_What is being asked_: Print, exactly as written, the line containing "In this photo, where can the tackle" and every line after it, ending with the final line of the data below.

_Natural-language object grounding data_:

--

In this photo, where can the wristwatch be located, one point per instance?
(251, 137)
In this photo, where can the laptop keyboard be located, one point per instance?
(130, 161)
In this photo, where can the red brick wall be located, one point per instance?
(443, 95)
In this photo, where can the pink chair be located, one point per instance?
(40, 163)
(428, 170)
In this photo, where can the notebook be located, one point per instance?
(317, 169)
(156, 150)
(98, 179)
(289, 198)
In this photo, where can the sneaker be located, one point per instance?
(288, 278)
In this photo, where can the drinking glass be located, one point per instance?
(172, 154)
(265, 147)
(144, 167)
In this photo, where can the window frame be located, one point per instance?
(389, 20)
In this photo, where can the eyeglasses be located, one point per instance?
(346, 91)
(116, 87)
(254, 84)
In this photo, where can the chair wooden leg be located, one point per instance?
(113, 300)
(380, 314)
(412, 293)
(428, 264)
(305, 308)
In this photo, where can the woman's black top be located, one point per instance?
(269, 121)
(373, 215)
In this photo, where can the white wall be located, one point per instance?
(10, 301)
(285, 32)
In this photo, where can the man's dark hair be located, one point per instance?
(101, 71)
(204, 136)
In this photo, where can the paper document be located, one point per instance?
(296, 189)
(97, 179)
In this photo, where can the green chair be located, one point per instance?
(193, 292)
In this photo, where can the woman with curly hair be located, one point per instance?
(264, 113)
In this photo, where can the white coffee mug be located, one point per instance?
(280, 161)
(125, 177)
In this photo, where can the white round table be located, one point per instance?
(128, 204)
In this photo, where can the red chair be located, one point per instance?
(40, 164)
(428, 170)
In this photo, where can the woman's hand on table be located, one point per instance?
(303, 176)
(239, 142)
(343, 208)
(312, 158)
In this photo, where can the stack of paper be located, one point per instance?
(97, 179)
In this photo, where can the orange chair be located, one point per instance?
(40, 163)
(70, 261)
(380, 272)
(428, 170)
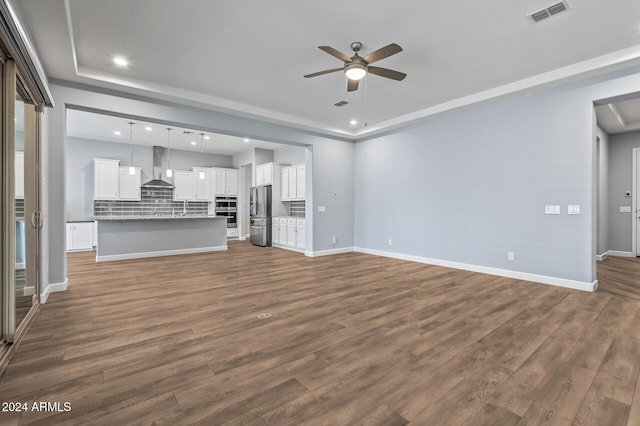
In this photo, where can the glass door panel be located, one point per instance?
(21, 231)
(23, 290)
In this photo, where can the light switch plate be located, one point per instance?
(551, 209)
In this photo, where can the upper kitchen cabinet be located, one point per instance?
(293, 181)
(129, 185)
(19, 172)
(183, 185)
(225, 181)
(106, 179)
(264, 174)
(202, 184)
(301, 182)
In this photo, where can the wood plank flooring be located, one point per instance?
(353, 339)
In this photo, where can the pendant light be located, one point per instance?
(201, 174)
(169, 171)
(132, 169)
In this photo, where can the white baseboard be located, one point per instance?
(53, 288)
(543, 279)
(620, 253)
(328, 252)
(288, 248)
(112, 257)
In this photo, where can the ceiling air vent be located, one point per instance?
(549, 11)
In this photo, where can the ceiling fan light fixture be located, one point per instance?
(355, 71)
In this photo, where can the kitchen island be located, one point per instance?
(133, 237)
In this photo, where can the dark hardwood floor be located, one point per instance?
(620, 276)
(353, 339)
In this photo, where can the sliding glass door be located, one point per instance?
(21, 216)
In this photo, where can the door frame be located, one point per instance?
(634, 204)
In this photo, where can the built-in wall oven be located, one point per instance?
(228, 206)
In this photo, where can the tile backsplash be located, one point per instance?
(296, 208)
(154, 202)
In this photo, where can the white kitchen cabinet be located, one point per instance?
(220, 181)
(79, 236)
(264, 174)
(291, 232)
(183, 185)
(19, 174)
(300, 234)
(301, 181)
(284, 184)
(128, 184)
(106, 179)
(293, 181)
(275, 230)
(232, 182)
(282, 237)
(202, 187)
(225, 182)
(268, 173)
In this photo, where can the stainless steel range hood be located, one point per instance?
(160, 163)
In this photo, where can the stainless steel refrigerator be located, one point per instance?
(260, 216)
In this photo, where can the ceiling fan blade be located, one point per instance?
(383, 52)
(352, 85)
(385, 72)
(333, 52)
(315, 74)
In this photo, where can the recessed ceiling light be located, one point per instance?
(120, 61)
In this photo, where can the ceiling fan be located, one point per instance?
(356, 67)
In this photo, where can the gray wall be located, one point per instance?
(471, 185)
(620, 180)
(332, 160)
(603, 192)
(289, 155)
(465, 186)
(263, 156)
(79, 173)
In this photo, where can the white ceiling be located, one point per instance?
(249, 56)
(619, 117)
(87, 125)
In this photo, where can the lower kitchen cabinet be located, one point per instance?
(275, 230)
(282, 235)
(289, 232)
(80, 236)
(300, 234)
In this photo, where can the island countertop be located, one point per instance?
(132, 237)
(158, 217)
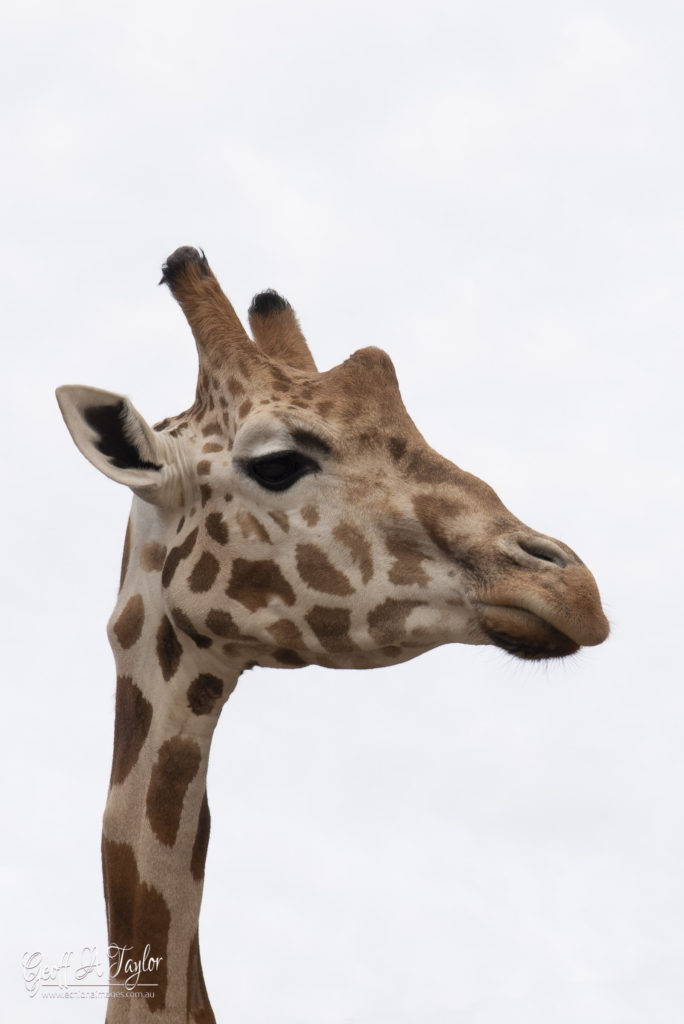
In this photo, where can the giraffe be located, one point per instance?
(289, 517)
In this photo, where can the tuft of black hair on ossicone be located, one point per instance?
(268, 303)
(179, 259)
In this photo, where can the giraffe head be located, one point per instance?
(294, 517)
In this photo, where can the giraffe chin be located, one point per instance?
(524, 635)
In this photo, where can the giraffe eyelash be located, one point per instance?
(280, 470)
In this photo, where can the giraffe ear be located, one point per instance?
(113, 435)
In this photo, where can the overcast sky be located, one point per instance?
(493, 193)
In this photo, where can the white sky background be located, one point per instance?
(493, 193)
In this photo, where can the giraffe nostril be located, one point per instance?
(530, 549)
(545, 551)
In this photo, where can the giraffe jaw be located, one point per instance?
(524, 634)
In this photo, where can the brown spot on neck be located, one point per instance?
(250, 526)
(216, 527)
(204, 693)
(357, 546)
(126, 555)
(318, 572)
(152, 557)
(201, 841)
(408, 557)
(204, 573)
(176, 555)
(255, 583)
(128, 626)
(387, 621)
(282, 519)
(169, 648)
(310, 515)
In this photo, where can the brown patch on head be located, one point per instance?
(168, 648)
(126, 555)
(152, 557)
(255, 583)
(176, 555)
(408, 557)
(387, 622)
(282, 519)
(128, 626)
(310, 515)
(186, 627)
(427, 466)
(216, 527)
(201, 841)
(177, 763)
(211, 428)
(131, 725)
(318, 572)
(137, 915)
(357, 546)
(331, 627)
(204, 573)
(324, 409)
(250, 526)
(204, 692)
(436, 516)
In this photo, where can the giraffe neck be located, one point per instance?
(156, 826)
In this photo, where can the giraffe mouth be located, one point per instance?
(524, 634)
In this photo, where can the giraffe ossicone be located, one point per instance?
(289, 517)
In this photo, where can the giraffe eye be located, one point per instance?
(280, 470)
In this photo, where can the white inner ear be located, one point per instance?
(75, 400)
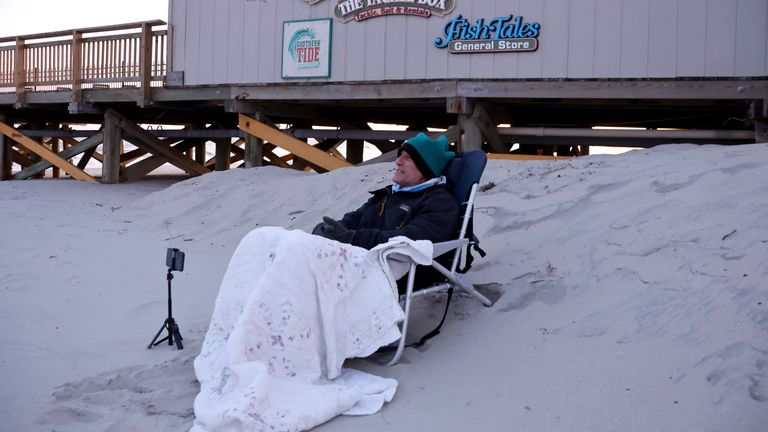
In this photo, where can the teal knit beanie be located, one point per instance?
(429, 155)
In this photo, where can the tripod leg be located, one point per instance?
(173, 332)
(154, 340)
(177, 336)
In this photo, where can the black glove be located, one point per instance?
(334, 230)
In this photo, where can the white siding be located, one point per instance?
(239, 41)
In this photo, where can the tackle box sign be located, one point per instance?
(307, 49)
(502, 34)
(361, 10)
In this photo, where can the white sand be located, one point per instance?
(634, 296)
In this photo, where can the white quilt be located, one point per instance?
(291, 308)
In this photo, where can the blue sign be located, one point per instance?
(503, 34)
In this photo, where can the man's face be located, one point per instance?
(406, 173)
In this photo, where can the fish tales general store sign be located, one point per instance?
(306, 51)
(502, 34)
(360, 10)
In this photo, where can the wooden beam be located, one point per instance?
(154, 145)
(113, 138)
(68, 153)
(223, 154)
(254, 153)
(19, 73)
(77, 69)
(6, 156)
(20, 158)
(145, 64)
(472, 139)
(146, 166)
(293, 145)
(44, 153)
(488, 127)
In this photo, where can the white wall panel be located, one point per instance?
(531, 65)
(721, 38)
(483, 64)
(752, 17)
(691, 37)
(395, 47)
(608, 15)
(634, 38)
(662, 34)
(581, 40)
(239, 41)
(235, 42)
(220, 41)
(553, 46)
(505, 66)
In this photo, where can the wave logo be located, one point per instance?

--

_Exercise solution_:
In this photo, where can the tackle box sign be located, one point per instance?
(307, 49)
(502, 34)
(361, 10)
In this photo, where can the white sand be located, one point per instance?
(634, 296)
In this photo, where can the white quilt be located, one point per instance?
(291, 308)
In this photo, where can the blue sign be located, one point per instance?
(503, 34)
In this photo, where can the man's face be located, one point per instance?
(406, 173)
In this photo, where can the fish tales general store sign be located, one point per instance?
(306, 51)
(502, 34)
(360, 10)
In this photo, where can the wooden beam be located, one point per instance?
(154, 145)
(113, 138)
(68, 153)
(223, 154)
(254, 153)
(19, 73)
(77, 69)
(6, 156)
(20, 158)
(145, 64)
(472, 139)
(146, 166)
(293, 145)
(44, 153)
(488, 127)
In this photo, where can the white wall panel be located, one point per instance?
(531, 65)
(721, 38)
(483, 64)
(752, 17)
(691, 37)
(395, 47)
(608, 15)
(634, 38)
(662, 34)
(581, 40)
(239, 41)
(235, 42)
(220, 41)
(553, 46)
(505, 66)
In this photo, where can the wave logo be located, one point per instance?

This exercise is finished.